======== Given data
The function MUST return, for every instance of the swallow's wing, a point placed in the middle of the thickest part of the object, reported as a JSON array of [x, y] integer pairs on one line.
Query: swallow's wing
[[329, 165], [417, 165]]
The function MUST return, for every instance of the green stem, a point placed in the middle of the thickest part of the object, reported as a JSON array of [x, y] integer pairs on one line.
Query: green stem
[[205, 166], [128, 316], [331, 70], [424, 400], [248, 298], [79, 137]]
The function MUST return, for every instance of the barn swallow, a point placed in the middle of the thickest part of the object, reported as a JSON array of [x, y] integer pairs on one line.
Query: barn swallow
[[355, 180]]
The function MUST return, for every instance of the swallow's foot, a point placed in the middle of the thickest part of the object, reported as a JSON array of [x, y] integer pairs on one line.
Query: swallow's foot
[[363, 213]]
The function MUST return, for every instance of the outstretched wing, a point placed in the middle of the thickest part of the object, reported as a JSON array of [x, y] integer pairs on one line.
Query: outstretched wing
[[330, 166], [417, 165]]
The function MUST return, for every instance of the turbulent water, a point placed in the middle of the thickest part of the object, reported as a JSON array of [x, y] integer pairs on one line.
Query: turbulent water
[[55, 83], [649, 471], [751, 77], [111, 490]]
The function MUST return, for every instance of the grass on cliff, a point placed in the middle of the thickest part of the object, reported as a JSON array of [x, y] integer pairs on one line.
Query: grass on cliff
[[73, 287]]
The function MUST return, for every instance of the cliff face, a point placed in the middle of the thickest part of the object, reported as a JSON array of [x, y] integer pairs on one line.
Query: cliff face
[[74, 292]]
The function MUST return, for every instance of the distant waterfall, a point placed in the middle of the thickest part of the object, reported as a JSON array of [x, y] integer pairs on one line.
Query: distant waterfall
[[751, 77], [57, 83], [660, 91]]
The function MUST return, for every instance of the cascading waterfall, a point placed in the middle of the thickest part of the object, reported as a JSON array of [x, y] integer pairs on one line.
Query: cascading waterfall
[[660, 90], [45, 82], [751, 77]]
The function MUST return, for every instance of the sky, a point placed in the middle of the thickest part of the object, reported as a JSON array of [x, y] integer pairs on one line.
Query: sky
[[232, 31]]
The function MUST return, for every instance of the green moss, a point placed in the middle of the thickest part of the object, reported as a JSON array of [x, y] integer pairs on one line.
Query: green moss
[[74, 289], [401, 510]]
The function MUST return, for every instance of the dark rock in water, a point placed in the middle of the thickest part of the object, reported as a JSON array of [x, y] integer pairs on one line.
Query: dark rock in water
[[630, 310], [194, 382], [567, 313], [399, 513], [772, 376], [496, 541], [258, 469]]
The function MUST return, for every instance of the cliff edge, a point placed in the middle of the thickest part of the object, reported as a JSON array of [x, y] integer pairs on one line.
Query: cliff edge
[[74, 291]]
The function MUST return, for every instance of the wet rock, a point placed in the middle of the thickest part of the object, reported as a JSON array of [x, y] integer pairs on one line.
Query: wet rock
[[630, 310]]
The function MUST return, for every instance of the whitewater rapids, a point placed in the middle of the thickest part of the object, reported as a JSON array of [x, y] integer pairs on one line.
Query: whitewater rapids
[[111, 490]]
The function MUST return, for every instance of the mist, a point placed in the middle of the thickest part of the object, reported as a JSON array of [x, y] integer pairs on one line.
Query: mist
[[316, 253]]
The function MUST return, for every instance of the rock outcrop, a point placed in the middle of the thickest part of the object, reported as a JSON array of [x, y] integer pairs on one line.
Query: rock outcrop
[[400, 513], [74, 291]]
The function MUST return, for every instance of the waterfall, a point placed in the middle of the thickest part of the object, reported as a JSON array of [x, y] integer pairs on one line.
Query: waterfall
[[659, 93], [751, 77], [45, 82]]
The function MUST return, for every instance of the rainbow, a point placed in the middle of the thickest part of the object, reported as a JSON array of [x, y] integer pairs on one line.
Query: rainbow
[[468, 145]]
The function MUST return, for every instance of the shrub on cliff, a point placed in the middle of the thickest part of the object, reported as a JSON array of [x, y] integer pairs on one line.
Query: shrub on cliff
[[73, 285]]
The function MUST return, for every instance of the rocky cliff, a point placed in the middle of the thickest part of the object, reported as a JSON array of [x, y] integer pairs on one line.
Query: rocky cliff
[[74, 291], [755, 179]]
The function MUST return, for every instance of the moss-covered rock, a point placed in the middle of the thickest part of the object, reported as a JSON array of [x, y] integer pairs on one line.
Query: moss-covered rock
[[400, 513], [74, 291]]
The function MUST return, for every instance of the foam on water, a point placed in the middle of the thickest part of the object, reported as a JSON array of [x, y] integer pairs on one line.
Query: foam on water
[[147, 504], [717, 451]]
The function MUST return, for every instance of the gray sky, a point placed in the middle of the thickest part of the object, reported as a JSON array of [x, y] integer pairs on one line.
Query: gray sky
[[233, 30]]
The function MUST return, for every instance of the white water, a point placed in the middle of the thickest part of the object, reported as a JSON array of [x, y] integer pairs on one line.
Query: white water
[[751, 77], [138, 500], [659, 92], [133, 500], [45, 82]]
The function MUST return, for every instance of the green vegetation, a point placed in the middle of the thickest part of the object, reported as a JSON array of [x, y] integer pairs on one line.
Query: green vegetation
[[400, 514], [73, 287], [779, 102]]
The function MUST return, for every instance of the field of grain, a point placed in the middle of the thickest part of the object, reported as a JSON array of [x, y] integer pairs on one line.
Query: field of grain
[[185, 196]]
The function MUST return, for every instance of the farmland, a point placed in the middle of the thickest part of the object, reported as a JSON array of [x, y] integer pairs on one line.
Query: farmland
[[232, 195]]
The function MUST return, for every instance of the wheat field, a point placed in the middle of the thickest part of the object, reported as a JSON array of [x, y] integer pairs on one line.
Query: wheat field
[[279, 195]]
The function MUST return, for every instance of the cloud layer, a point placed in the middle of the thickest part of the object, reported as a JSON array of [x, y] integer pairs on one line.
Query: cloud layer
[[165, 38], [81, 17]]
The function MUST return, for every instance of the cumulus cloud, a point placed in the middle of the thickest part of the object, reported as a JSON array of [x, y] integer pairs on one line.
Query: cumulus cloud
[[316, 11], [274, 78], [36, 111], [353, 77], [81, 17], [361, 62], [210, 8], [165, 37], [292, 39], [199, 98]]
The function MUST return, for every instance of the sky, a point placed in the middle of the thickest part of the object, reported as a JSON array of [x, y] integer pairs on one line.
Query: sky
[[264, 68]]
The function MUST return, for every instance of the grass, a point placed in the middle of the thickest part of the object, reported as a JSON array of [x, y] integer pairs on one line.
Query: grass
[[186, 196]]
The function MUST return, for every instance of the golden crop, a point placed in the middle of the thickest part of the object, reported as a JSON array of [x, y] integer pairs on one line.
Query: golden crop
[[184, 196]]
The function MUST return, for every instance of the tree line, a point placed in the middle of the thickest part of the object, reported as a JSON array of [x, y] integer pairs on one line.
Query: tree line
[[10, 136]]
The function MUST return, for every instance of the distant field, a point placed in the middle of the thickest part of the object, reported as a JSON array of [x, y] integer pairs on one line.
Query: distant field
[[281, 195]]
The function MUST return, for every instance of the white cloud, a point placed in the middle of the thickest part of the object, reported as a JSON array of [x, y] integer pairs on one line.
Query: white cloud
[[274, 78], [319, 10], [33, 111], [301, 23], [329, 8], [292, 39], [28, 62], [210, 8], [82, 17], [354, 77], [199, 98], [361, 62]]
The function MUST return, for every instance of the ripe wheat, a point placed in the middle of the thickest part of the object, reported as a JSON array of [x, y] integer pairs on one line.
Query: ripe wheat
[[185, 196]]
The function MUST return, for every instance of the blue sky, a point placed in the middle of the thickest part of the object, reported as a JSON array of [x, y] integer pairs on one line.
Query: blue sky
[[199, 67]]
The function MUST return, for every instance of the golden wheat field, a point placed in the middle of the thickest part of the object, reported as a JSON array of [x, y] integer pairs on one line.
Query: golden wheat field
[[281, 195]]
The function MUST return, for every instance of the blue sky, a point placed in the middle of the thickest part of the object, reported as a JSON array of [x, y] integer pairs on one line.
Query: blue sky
================
What the task asks
Nothing beyond the line containing "green stem, a" is to be output; the lines above, from the first one onward to that line, are to be transcribed exactly.

Task solution
The function MUST return, for every instance of the swallow's wing, a point placed in the middle of the thickest part of the object, reported as a JSON array of [x, y] integer pairs on one line.
Query: swallow's wing
[[329, 165], [417, 165]]
The function MUST return, for every instance of the green stem, a point placed in the middle of the thickest part of the object, reported as a JSON array of [x, y] integer pairs on one line.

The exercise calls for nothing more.